§ The task
Report every line of the records below that includes the string "point".
==== Material for the task ====
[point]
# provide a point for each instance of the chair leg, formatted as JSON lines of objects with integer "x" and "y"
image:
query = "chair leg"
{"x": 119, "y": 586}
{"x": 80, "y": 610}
====
§ Problem solution
[point]
# provide a point for each instance of the chair leg, formatted as JSON lines of objects with integer "x" and "y"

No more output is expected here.